What's needed is an exact copy of the lines from the one that contains "Phrase: woman's brown hair" to the end of the data below, leaving the pictures out.

________________

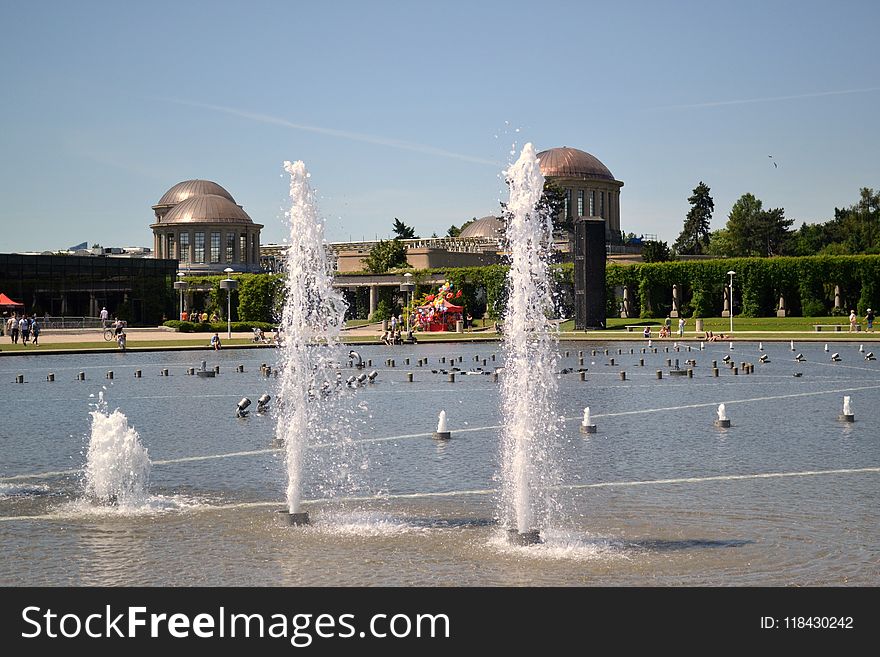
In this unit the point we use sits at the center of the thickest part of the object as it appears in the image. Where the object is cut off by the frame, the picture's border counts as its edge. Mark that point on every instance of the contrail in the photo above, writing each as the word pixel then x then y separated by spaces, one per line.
pixel 333 132
pixel 767 99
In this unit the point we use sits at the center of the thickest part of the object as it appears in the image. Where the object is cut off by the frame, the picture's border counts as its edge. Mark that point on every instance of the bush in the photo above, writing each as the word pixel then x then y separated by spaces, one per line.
pixel 216 327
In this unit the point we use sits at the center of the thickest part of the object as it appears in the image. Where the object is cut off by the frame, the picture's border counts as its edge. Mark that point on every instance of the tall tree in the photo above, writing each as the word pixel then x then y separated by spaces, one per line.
pixel 403 231
pixel 387 254
pixel 694 237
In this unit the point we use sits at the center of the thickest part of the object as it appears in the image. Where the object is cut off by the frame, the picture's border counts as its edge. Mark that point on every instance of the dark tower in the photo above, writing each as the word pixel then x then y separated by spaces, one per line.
pixel 589 273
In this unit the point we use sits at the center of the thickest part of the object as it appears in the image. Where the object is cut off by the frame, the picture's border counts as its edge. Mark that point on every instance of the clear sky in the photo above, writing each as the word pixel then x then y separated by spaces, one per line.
pixel 411 109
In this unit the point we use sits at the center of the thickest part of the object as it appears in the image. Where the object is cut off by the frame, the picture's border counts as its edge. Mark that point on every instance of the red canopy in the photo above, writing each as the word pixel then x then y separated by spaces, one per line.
pixel 6 301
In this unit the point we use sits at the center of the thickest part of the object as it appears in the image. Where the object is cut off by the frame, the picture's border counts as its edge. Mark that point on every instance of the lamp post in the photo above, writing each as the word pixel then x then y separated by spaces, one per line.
pixel 180 285
pixel 731 273
pixel 229 284
pixel 408 287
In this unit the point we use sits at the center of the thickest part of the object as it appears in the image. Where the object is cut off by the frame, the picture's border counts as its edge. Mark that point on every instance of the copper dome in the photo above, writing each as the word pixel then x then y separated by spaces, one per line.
pixel 209 209
pixel 568 162
pixel 189 188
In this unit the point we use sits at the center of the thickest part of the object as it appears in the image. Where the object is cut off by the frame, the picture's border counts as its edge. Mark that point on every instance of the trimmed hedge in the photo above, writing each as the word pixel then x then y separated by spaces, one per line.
pixel 216 327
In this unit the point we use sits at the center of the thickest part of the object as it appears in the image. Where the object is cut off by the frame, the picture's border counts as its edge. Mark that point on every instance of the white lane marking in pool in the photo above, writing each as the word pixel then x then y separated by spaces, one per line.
pixel 492 491
pixel 208 457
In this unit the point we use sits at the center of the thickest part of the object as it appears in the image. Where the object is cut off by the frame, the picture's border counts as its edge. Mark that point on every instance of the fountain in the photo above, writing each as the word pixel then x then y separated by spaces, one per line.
pixel 529 387
pixel 442 432
pixel 722 421
pixel 311 322
pixel 847 415
pixel 117 465
pixel 586 424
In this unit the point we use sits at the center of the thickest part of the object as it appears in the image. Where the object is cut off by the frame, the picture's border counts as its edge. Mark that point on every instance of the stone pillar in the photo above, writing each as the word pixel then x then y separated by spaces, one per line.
pixel 374 298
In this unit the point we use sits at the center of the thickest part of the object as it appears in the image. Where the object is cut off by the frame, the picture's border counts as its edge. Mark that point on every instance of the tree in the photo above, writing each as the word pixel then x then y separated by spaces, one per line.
pixel 655 251
pixel 387 254
pixel 403 231
pixel 695 236
pixel 754 231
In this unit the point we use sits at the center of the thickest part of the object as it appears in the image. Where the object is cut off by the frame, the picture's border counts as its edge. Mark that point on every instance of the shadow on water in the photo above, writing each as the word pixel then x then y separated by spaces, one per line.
pixel 663 545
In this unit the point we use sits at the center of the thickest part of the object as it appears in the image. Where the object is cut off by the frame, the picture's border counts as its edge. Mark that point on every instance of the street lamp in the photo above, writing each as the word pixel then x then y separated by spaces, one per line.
pixel 180 285
pixel 408 287
pixel 229 284
pixel 731 273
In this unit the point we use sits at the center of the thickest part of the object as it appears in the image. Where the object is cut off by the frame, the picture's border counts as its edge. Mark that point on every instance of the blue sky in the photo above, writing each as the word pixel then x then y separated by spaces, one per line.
pixel 411 109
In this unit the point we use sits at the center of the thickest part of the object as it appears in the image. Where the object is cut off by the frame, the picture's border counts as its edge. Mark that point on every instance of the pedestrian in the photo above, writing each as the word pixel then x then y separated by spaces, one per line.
pixel 24 329
pixel 12 328
pixel 35 330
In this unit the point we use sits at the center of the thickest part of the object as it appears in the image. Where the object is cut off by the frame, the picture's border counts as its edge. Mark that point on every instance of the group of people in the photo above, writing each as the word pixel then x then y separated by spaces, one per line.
pixel 24 328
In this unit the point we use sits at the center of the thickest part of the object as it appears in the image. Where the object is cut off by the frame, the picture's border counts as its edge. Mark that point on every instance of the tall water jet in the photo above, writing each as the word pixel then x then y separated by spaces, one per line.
pixel 311 323
pixel 529 387
pixel 117 465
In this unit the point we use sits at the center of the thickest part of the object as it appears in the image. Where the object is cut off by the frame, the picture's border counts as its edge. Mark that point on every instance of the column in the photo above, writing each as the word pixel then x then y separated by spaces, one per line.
pixel 374 298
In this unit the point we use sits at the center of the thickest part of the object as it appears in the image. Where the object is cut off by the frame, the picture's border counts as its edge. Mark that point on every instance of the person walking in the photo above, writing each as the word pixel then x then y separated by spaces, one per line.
pixel 12 328
pixel 35 330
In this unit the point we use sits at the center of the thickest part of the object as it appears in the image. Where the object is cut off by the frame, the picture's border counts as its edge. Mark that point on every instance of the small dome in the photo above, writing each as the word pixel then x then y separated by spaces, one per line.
pixel 189 188
pixel 568 162
pixel 208 209
pixel 490 226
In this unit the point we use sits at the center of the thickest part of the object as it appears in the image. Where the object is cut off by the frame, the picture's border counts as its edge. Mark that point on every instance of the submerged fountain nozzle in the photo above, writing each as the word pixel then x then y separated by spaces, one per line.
pixel 530 537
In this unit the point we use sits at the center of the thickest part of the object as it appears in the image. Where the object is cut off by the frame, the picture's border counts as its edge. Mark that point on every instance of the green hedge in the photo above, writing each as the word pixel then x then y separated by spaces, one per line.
pixel 216 327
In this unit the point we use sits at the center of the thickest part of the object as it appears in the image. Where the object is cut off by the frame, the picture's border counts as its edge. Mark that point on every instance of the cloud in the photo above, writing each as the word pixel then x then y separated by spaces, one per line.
pixel 767 99
pixel 333 132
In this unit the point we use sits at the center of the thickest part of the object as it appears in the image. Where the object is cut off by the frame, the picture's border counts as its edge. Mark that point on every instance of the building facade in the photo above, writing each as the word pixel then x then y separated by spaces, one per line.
pixel 199 224
pixel 591 190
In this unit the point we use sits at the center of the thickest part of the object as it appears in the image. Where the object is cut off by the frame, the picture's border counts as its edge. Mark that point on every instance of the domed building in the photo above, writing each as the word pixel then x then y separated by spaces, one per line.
pixel 590 188
pixel 199 224
pixel 489 227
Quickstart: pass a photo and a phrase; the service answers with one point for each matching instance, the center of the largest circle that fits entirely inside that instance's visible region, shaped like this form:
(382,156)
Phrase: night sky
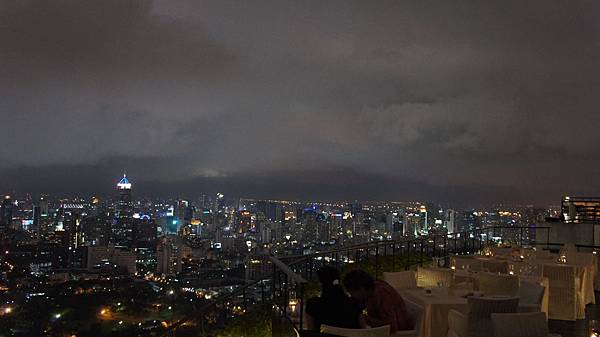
(454,101)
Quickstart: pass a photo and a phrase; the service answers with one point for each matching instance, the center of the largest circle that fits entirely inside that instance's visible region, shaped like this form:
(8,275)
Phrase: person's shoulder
(314,301)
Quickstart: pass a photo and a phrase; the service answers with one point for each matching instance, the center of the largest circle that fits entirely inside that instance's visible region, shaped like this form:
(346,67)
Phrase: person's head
(359,284)
(329,277)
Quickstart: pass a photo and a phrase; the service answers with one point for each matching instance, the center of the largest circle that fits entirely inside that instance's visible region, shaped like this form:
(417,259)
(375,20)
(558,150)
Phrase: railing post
(394,257)
(301,306)
(446,245)
(273,280)
(244,298)
(455,251)
(421,258)
(408,256)
(521,236)
(286,299)
(376,261)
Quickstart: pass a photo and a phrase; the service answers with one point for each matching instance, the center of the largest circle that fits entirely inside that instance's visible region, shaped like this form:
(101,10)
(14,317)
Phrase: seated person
(383,303)
(333,307)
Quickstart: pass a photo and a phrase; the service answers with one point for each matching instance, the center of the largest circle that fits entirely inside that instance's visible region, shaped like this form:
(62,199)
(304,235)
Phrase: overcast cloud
(459,102)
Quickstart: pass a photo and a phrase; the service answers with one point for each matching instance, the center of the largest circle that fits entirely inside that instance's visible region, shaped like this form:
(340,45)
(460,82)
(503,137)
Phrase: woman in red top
(383,303)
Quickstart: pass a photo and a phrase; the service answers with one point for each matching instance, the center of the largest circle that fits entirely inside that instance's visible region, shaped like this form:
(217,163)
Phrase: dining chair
(564,295)
(401,279)
(530,296)
(494,266)
(431,277)
(416,313)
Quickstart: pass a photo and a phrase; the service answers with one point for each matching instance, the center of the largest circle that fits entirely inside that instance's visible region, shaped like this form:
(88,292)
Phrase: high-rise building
(450,220)
(580,209)
(144,231)
(170,252)
(43,205)
(6,212)
(123,230)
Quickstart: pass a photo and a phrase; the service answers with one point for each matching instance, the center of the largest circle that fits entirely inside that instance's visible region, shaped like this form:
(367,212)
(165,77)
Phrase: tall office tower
(580,209)
(124,213)
(43,205)
(170,252)
(424,225)
(6,212)
(450,220)
(144,231)
(36,218)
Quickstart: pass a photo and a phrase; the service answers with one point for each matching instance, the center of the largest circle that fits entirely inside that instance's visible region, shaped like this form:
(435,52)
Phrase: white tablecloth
(436,307)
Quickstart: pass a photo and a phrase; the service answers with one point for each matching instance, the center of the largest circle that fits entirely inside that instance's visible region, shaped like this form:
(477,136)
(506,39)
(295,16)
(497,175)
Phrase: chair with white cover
(401,279)
(465,262)
(499,251)
(494,266)
(416,313)
(542,254)
(498,284)
(530,295)
(431,277)
(382,331)
(477,321)
(564,297)
(528,324)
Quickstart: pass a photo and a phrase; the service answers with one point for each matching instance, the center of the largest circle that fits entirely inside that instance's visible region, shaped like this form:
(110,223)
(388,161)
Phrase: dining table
(436,306)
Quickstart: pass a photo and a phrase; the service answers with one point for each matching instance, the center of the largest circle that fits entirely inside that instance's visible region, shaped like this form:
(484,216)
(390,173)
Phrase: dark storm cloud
(471,101)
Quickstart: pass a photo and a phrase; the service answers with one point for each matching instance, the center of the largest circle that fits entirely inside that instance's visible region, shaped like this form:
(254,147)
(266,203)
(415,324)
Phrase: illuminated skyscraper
(123,230)
(581,209)
(6,212)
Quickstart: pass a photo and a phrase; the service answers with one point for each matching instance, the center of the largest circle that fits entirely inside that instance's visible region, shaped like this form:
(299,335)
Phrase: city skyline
(479,103)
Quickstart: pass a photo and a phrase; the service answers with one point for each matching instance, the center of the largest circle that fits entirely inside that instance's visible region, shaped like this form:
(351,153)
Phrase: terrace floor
(578,328)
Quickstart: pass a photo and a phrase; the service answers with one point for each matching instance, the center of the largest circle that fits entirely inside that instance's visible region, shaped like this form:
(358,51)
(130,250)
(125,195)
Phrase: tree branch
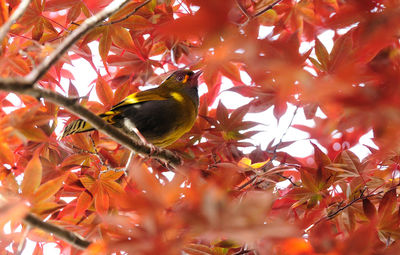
(65,235)
(250,16)
(13,18)
(21,86)
(127,16)
(71,39)
(243,10)
(269,7)
(25,86)
(332,215)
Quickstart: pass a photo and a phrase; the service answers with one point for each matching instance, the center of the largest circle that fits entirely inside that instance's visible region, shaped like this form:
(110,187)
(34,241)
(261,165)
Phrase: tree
(203,194)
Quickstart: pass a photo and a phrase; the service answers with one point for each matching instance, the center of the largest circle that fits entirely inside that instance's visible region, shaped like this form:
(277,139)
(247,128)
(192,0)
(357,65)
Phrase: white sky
(85,75)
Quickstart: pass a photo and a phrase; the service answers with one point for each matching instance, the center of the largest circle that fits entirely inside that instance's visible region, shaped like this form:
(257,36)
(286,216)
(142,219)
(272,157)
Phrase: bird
(158,116)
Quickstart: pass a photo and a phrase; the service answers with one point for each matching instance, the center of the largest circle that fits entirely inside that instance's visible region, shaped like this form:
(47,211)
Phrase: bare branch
(269,7)
(71,39)
(342,208)
(22,86)
(127,16)
(13,18)
(243,10)
(65,235)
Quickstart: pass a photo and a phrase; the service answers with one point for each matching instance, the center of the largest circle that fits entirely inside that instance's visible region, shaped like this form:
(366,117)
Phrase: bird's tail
(76,126)
(80,126)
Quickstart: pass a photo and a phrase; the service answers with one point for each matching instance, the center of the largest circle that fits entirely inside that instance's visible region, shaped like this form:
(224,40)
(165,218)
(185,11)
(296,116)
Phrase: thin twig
(335,213)
(244,185)
(284,134)
(243,10)
(269,163)
(21,86)
(13,18)
(127,16)
(70,40)
(65,235)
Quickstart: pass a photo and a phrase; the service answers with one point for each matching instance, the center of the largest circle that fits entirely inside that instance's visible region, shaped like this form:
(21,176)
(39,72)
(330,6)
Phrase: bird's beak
(194,78)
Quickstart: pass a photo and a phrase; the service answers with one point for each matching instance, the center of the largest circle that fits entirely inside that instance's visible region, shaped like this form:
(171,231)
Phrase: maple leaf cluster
(230,195)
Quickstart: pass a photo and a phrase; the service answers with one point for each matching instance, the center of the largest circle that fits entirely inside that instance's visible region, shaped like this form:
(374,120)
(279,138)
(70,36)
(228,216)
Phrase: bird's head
(181,79)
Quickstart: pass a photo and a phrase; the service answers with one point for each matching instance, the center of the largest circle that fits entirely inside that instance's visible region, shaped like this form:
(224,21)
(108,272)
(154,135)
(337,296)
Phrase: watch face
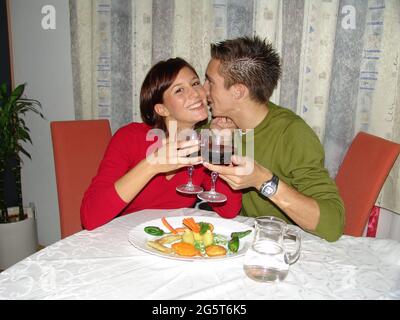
(269,189)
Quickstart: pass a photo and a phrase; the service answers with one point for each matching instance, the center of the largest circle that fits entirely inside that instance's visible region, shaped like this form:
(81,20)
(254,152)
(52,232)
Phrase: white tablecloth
(103,264)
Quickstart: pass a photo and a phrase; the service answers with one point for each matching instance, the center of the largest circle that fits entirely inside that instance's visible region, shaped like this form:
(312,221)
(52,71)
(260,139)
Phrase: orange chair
(78,148)
(361,176)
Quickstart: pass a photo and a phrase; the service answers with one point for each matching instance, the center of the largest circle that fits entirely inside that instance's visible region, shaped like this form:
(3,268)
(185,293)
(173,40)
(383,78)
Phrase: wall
(42,59)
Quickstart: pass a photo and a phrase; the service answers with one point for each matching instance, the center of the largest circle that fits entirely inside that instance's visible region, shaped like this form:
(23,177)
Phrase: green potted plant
(14,132)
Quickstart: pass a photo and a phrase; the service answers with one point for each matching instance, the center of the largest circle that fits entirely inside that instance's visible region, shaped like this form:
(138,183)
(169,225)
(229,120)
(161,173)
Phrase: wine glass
(189,187)
(215,148)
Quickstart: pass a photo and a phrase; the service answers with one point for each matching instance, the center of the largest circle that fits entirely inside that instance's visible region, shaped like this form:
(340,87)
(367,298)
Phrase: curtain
(340,60)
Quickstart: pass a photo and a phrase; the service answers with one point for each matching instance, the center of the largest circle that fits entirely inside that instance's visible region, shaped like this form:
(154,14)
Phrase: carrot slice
(169,227)
(191,224)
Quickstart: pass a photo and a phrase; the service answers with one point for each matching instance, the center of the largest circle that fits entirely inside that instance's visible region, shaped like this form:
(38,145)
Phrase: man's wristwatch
(269,187)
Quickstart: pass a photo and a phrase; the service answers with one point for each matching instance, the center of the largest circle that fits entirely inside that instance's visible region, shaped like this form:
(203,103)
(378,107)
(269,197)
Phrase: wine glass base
(189,189)
(214,197)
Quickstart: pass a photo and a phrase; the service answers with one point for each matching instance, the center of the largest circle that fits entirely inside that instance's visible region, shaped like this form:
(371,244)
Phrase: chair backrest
(361,176)
(78,148)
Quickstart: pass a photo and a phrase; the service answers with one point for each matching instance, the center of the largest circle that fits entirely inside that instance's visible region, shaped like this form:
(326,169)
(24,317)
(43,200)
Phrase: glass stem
(214,176)
(190,172)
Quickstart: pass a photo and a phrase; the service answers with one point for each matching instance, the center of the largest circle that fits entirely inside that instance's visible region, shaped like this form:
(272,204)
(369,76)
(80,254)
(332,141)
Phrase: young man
(288,179)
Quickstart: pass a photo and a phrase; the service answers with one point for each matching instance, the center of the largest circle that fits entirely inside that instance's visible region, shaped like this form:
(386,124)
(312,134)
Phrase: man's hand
(244,173)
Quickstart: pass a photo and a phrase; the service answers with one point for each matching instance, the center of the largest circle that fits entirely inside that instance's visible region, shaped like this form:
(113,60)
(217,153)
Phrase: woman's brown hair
(157,81)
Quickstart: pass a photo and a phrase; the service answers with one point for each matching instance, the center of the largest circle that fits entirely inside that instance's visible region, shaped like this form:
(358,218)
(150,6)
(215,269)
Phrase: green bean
(154,231)
(203,227)
(241,234)
(233,244)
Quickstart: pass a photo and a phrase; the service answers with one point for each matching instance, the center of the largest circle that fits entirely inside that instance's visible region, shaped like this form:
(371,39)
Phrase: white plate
(138,237)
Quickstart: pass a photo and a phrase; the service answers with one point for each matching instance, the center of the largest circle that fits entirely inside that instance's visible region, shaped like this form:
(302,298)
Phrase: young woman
(172,99)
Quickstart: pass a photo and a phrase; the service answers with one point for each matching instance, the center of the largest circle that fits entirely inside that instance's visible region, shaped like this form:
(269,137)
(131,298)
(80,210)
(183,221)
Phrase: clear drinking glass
(189,187)
(216,149)
(274,248)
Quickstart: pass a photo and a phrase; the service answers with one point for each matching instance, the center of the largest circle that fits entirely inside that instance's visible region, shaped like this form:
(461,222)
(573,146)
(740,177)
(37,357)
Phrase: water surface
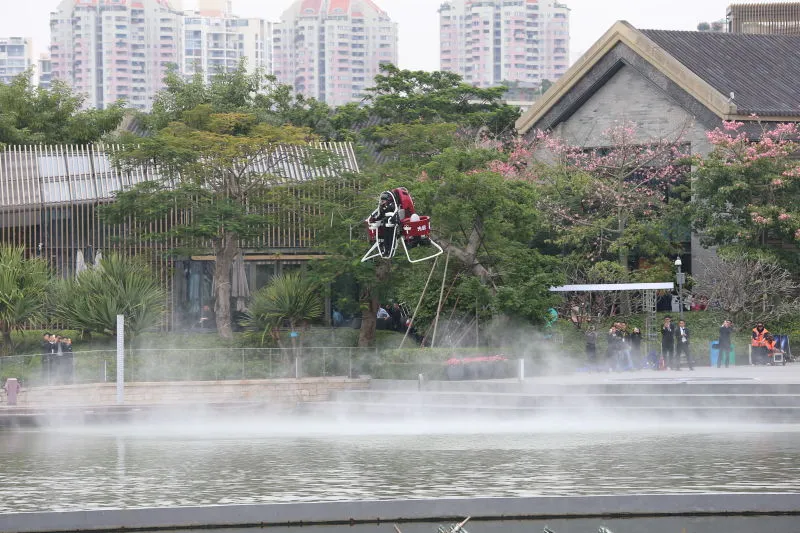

________________

• Result for this exercise:
Phrase: woman's brown hair
(157,81)
Quickstart: pass a photo and a phrase; the service answers with one point for each matching instance, the center of the largest circle that fits entirely inside that instance's visible region, shaped like this form:
(358,218)
(150,6)
(215,269)
Phrase: green bean
(154,231)
(203,227)
(241,234)
(233,244)
Quickstart: pass a photo and a phrase; the service answers with one point for each matching instance, the center of the largest circle that fits entirely inside that instance's visible region, shaped like this form:
(371,39)
Phrase: white plate
(138,237)
Quickstart: pass a photo and a phrase; the service answers with one point for each matching instance, the center of the largest circle that fits entirely inside that instance's visible region, shaped like this form:
(302,298)
Phrase: young woman
(172,99)
Quickstart: pass a photo and a phrase; the service answers with one point for each matching instance, the center of the largest circle that fits entirely inside that instance's visible region, shaped like this form:
(269,137)
(131,298)
(80,210)
(183,221)
Phrase: clear drinking glass
(189,187)
(216,149)
(274,248)
Quickstart: pass a photo and a phrase; the service answers with one point for each matching instance, the center of the largest circle that fits entirely inside that instance's visible region, shaped like this form:
(461,222)
(573,146)
(740,177)
(37,357)
Phrase: water surface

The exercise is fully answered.